__DATASET__
• • • • • • •
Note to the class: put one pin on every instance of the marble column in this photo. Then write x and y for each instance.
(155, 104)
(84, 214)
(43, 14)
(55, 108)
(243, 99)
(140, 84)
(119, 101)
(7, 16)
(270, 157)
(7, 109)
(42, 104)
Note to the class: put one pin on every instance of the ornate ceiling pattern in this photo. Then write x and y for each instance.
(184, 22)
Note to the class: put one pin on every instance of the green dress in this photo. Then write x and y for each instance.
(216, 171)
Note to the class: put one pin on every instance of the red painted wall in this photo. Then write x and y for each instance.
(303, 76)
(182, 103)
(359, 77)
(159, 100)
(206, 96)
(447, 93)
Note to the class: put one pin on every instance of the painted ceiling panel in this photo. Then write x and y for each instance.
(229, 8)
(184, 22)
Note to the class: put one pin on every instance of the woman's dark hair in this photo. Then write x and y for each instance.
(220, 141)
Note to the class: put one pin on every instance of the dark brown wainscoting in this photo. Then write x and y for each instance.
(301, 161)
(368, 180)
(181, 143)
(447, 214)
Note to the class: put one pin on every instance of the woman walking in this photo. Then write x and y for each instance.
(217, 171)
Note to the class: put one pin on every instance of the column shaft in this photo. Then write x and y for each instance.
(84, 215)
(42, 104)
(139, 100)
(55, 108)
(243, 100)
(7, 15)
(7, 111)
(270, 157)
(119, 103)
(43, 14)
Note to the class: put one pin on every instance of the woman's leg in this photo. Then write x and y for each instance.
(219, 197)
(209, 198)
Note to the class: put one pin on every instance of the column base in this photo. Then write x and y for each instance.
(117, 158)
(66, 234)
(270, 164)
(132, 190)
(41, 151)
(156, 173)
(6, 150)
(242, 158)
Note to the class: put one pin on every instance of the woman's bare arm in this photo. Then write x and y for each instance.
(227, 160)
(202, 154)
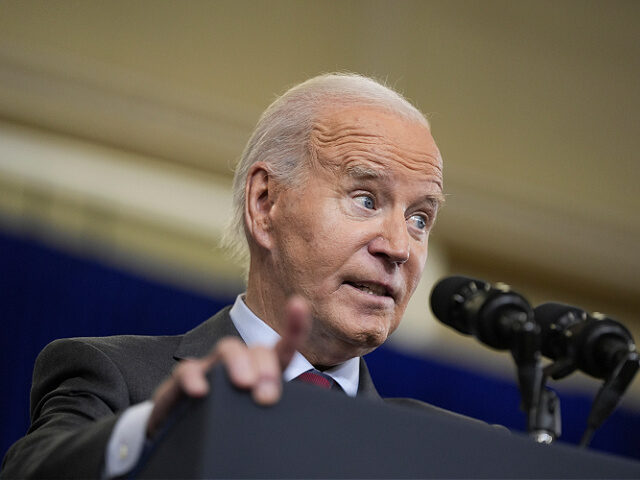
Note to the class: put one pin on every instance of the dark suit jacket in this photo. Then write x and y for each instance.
(81, 385)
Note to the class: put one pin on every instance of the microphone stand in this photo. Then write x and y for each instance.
(540, 404)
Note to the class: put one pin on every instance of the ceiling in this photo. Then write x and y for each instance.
(534, 105)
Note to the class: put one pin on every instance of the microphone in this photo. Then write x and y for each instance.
(598, 345)
(502, 319)
(491, 313)
(594, 343)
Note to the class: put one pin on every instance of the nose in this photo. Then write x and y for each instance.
(392, 241)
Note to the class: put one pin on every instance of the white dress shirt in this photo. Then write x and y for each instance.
(127, 439)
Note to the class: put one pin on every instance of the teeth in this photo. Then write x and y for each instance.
(371, 289)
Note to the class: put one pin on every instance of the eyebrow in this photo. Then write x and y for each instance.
(363, 172)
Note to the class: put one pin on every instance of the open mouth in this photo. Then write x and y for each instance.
(371, 288)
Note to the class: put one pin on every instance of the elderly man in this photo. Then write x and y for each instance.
(335, 194)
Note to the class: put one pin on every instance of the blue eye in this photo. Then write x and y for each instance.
(366, 201)
(419, 222)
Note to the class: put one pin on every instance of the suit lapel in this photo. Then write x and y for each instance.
(366, 388)
(199, 341)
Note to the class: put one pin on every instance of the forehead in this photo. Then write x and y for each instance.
(360, 139)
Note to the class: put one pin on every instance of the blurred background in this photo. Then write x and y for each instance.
(121, 121)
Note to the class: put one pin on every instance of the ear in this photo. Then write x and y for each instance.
(260, 195)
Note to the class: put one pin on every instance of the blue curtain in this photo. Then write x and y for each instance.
(46, 294)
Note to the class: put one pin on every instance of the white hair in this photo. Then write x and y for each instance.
(282, 135)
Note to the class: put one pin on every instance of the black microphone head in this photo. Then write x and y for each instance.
(555, 320)
(448, 294)
(593, 343)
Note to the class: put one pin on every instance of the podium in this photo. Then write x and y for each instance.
(313, 433)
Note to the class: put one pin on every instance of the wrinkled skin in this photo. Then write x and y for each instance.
(352, 240)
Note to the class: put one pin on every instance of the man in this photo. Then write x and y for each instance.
(335, 194)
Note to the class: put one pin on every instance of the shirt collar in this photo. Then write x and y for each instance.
(256, 332)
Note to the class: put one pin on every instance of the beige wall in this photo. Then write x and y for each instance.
(534, 105)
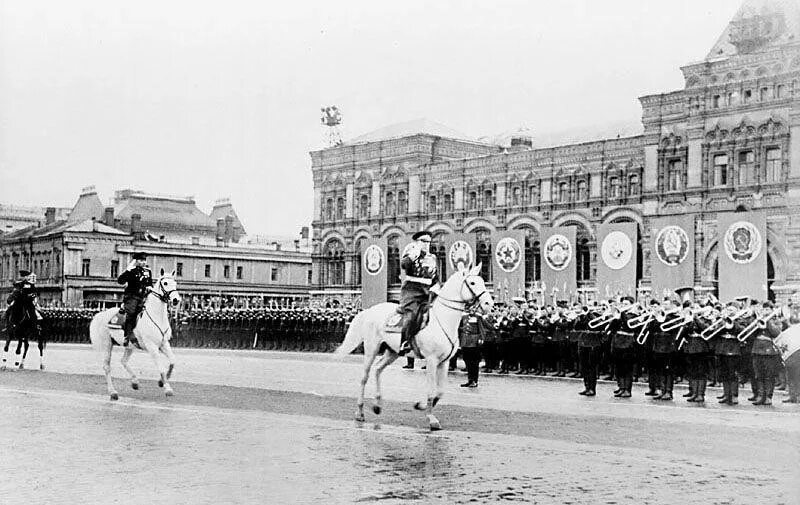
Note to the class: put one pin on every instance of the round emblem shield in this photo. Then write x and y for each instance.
(508, 254)
(672, 245)
(460, 255)
(373, 260)
(742, 242)
(557, 252)
(616, 250)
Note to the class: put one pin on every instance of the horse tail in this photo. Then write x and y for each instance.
(353, 337)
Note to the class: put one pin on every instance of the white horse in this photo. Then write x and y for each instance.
(436, 343)
(152, 331)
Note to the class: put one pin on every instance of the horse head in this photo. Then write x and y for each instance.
(467, 286)
(167, 289)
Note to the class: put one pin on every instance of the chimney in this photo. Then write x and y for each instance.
(108, 216)
(136, 227)
(220, 232)
(229, 229)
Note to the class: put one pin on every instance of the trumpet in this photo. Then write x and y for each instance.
(722, 324)
(759, 323)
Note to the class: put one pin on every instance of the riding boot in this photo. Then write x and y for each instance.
(726, 393)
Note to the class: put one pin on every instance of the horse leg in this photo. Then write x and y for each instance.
(387, 359)
(167, 350)
(126, 356)
(107, 369)
(153, 352)
(369, 358)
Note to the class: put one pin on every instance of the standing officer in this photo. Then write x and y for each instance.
(421, 272)
(137, 278)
• • • • • • •
__REQUIRED WORK__
Print every line above word for word, and leave the pictures out.

__ANSWER TO THE PROBLEM__
Note to the class: put one pin on every instance of the marble column in this photo. Then write x and y for each instance.
(155, 104)
(84, 214)
(43, 14)
(55, 108)
(243, 99)
(140, 84)
(119, 101)
(7, 16)
(270, 157)
(7, 109)
(42, 104)
Note to the class: put one pin on every instance of the ornate ceiling pattern in this photo. Then write x and y for each instance.
(184, 22)
Note to the class: put one pin on every instance of the green dress in this photo. Then write x and y for each instance.
(216, 171)
Note to the class: put one pin on every instance of the red painted wall in this photo. Then write x and y for each instance.
(303, 76)
(182, 103)
(359, 77)
(159, 100)
(206, 96)
(447, 93)
Note to the class: put one pin on every instance of the painted ceiling panel in this photo. Then write x and y for each instance.
(229, 8)
(184, 22)
Note to the class: put one pin on every instance of the woman's dark hair in this photo. Then write x and y for each instance.
(220, 141)
Note to the class: put one pin on every instance of the dark brown wainscoting in this photo. Then write x and y for each instance.
(301, 161)
(368, 180)
(181, 143)
(447, 214)
Note to the class: put one pin on every instance of the woman walking in this photo. Then write x and y for each instance.
(217, 171)
Note to the class: put one pin on every instance of the column shaft in this photo. Then write x and y for each instance.
(84, 215)
(42, 104)
(139, 100)
(55, 108)
(243, 100)
(7, 15)
(7, 111)
(270, 157)
(119, 103)
(43, 14)
Note to the class: put one pin on every instance of the woman's leg in this photo. Then write x and y for each instance.
(219, 197)
(209, 198)
Note to the class: put one pin on every instance of the column base in this photo. Then write x and y for each instance.
(117, 158)
(66, 234)
(270, 164)
(132, 190)
(41, 151)
(156, 173)
(6, 150)
(242, 158)
Note to the class: put one pin on every instance of the woman's bare arm in this photo. Then write x and y for each instance.
(227, 160)
(202, 154)
Note to the class: put one pin on every instance of the dark suit jacket in this photo. Then write x and y for each instance.
(81, 385)
Note to the class: put one pin on every instance of the microphone stand in this photo. Then write x and y for each instance.
(540, 404)
Note to the class: put one pin on every instance of the ceiling in this photo. Then write x and y for each instance.
(534, 105)
Note to the class: put one pin on every instance of the microphone in this photo. Then write x and y for each instance.
(598, 345)
(502, 319)
(491, 313)
(594, 343)
Note to the class: put one pin on every instance of the nose in this photo. Then write x and y for each instance.
(392, 241)
Note to the class: put one pin on every instance of the white dress shirt in this photo. Then write x and y for each instance.
(127, 439)
Note to the class: put one pin on every instance of the teeth in this photo. Then write x and y for each instance.
(371, 289)
Note to the class: put one pin on every instance of the eyebrow in this photo. Then write x and y for each instance.
(363, 172)
Note to the class: put one pin on every instance of the open mouth in this photo. Then write x and y for each instance.
(371, 288)
Note to the class: put one pin on every instance of the elderly man in this photo. Then write x and y for each instance.
(335, 194)
Note to the class: put one pin on every instance of the blue eye in this photo. Then write x and y for each instance.
(366, 201)
(419, 222)
Note to the class: put one pin on every instance of the suit lapel in this photo. Then write x and y for each instance.
(366, 388)
(199, 341)
Note to the class: put one pin on every instance of the forehead in this photo. Then write x and y for each instance.
(360, 139)
Note to the class: put one pin on every instance of the blurred background in this photo. Then write x and y for each instance.
(121, 121)
Note to the class: put one pin on every instance of the ear in this photo. Then write x and y for each instance.
(260, 195)
Note to the class: put one pin on every instance of the blue curtain in this photo. Then write x and y for each instance.
(46, 294)
Note to the class: put one pin on every instance of the white hair in this photo. Then write x and y for each instance.
(282, 135)
Note to the class: put one pin on every instance of the black microphone head in this photo. Then write x and y for each instance.
(555, 320)
(448, 294)
(593, 343)
Note to the class: put one pin on every instance of the podium in this photo. Then write x and y for each instance.
(313, 433)
Note to the class: put one pin on every instance of the wrinkled skin in this photo. Then write x and y for each instance.
(352, 240)
Note to the class: put one pin on every instance of the man in this photo. Then write x and y for each instance.
(335, 194)
Note to the class: put one pin on every instance of the shirt collar in this photo. Then write x and y for each instance.
(256, 332)
Note to the class: put one pin on every instance of the beige wall in this photo. Then write x and y for each instance.
(534, 105)
Note to the class: put one pin on every instance of the round emblem shield in this photo. Then write x and y for each instance.
(508, 254)
(672, 245)
(460, 255)
(373, 260)
(742, 242)
(557, 252)
(616, 250)
Note to the class: put one pin on every instance of the horse tail in this photo. Then write x and y for each instance.
(353, 337)
Note to the class: put one pin on every instance of the white horse in this photo. Then write x and y for each instance.
(436, 343)
(152, 331)
Note to the class: put one pin on every instance of the horse head in this photo. Then write x and y for each instance.
(467, 286)
(167, 289)
Note to the class: put one pin on every instance of the chimney in this photo. Then write x and y for each instance.
(108, 216)
(136, 227)
(220, 232)
(229, 229)
Note to the class: put one pin on every instance of the trumpet in this photo. Then write x and y for each instance.
(722, 324)
(759, 323)
Note to the class: put one pin on every instance of the riding boot in this photo. Then write x and y for each instance.
(726, 393)
Note to the class: put one pin on every instance of the horse leg in this photo. Then write x and y for each instance.
(387, 359)
(167, 350)
(126, 356)
(107, 369)
(153, 352)
(369, 358)
Note to the class: put one pin on every instance of the standing officer in this photo. Then write x and y for each instance.
(421, 272)
(137, 278)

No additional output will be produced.